PROVIDED PASSAGE
* Begin *

Jones is a preeminent scientist in the field of geological study (Smithsonian Magazine calls her one of the world’s most influential, as well), particularly known for her research into predicting earthquakes. She’s influential not least because she’s managed to bridge that most important of scientific chasms: bringing scientific findings to the greater populace, and successfully explaining what it means for them specifically.

A lot of people had pondered foreshocks before Jones did, but she asked a critical question: After an earthquake, is there a statistical method to predict the chances that it was a precursor to a larger jolt? The answer was yes, as Jones demonstrated in a 1985 paper and subsequent studies analyzing every quake in the region’s recorded history. She found that the probability that an earthquake will trigger a bigger one does not depend on the magnitude of the first earthquake but instead is related to its location and interaction with fault systems.

* End *

Records of labeled points
* Begin *

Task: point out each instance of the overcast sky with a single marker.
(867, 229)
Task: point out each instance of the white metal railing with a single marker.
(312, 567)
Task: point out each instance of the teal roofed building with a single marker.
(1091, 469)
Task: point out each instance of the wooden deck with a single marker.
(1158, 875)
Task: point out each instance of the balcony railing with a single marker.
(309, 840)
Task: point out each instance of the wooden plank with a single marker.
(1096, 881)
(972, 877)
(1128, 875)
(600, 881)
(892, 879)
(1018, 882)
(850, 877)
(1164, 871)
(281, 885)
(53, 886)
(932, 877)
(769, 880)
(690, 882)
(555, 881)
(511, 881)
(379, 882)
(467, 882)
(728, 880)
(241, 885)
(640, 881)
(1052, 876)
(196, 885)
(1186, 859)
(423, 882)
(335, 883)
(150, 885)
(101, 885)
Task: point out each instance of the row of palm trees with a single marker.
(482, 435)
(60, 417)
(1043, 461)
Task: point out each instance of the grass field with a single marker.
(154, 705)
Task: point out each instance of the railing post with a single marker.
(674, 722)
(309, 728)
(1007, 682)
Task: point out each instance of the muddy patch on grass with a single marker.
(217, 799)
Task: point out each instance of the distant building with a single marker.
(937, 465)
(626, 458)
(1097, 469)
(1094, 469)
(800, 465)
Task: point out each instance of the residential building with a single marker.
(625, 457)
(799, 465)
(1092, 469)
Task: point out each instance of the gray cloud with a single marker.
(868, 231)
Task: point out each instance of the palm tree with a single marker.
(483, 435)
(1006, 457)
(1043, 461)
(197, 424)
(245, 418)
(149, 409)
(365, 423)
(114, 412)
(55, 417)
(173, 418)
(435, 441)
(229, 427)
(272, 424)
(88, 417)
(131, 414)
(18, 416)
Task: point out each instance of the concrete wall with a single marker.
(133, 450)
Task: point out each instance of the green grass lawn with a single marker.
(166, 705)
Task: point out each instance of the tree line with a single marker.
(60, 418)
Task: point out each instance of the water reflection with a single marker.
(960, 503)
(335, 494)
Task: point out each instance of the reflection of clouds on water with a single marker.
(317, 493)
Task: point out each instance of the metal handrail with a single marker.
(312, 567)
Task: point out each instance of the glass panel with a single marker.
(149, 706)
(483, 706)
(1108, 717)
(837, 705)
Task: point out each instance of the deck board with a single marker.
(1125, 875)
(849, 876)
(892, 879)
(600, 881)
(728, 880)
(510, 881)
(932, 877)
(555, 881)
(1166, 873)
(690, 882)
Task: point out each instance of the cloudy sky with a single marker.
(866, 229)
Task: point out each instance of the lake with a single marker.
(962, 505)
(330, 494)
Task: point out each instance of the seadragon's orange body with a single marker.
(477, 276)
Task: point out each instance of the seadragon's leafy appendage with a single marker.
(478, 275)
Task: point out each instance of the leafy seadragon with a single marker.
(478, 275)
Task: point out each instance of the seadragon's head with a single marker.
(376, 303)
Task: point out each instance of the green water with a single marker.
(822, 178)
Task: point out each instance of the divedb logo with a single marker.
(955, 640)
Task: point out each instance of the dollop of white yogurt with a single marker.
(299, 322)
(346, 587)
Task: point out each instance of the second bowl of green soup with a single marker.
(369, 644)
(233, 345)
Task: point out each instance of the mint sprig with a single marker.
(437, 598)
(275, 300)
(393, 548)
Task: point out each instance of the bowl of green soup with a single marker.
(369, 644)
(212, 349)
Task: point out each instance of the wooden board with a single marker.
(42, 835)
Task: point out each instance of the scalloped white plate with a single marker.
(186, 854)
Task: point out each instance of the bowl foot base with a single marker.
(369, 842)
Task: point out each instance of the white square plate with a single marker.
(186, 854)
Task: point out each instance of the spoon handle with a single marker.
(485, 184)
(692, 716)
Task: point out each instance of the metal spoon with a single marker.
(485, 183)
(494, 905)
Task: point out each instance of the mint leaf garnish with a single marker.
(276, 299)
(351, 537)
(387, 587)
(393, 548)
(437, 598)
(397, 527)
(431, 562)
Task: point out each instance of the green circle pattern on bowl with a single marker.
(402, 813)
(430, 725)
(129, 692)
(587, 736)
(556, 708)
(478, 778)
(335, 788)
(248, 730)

* End *

TASKS TO CARRY OUT
A. Condense the paragraph of the passage about Jones that begins "A lot of people had pondered foreshocks" into a shorter version that keeps its main facts.
B. According to the passage about Jones, in what year did she publish the paper showing that the chance of a larger follow-up quake can be predicted statistically?

EXERCISE RESPONSES
A. Others had considered foreshocks, but Jones asked whether statistics could predict the chance that an earthquake was a precursor to a larger one. Her 1985 paper and later studies of every quake in the region's recorded history showed that it could. She found that this probability depends not on the first quake's magnitude but on its location and its interaction with fault systems.

B. 1985